== EXTRACTED ENTRIES ==
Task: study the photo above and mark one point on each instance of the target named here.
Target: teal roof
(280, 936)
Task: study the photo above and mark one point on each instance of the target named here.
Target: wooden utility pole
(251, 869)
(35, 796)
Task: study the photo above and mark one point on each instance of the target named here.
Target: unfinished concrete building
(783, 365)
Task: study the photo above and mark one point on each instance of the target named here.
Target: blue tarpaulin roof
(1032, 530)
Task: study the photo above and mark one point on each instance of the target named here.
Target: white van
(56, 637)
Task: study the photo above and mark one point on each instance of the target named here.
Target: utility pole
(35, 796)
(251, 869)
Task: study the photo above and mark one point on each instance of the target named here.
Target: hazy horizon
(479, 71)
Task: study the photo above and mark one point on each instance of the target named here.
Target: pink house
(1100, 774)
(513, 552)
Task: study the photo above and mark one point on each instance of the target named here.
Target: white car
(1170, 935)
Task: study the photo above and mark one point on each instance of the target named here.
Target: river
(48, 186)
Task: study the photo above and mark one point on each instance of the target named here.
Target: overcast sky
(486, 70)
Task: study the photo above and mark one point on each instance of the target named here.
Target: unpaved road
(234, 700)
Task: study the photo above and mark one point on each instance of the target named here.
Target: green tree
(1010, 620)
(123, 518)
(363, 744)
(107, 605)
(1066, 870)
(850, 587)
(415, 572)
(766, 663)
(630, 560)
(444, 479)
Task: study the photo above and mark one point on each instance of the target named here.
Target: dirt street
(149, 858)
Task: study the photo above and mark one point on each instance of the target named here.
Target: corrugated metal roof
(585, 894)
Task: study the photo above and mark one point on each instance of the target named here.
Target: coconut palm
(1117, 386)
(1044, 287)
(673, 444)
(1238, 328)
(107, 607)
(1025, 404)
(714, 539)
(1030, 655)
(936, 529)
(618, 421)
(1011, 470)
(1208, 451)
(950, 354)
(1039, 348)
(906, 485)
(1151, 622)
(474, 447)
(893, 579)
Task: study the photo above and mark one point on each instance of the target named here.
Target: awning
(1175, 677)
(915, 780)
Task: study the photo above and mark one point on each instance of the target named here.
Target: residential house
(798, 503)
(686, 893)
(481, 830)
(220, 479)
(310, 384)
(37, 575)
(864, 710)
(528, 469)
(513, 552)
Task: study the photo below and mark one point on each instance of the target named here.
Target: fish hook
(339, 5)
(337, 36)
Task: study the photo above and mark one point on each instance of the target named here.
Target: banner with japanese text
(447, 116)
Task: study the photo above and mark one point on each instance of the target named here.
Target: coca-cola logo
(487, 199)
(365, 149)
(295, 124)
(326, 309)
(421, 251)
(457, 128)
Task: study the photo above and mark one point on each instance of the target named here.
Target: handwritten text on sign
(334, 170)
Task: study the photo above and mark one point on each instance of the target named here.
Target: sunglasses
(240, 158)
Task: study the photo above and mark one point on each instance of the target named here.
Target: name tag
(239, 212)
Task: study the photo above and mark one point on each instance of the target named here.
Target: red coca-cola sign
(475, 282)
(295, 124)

== EXERCISE REQUIREMENTS ==
Take the line containing "Target: banner with japanese text" as the start and the last line of the data as the end, and reproduce that range exactly.

== TASK SOLUTION ==
Target: banner with japanese text
(447, 116)
Task: study the photo above and mark one point on each instance of the target named here.
Target: coca-cola logo
(487, 199)
(365, 149)
(295, 124)
(326, 309)
(421, 251)
(457, 128)
Task: study the photo above and mark one point on each instance of the target named here.
Target: handwritten text on sign
(334, 170)
Task: study the photo above and mark one point on each instance of the target named here.
Target: sunglasses
(240, 158)
Task: study the photo above and mark one point on each instance of the target named here.
Target: name tag
(239, 212)
Task: study the photo above and mark one point on each instance of the target named here.
Target: red coca-cola sign
(475, 282)
(295, 124)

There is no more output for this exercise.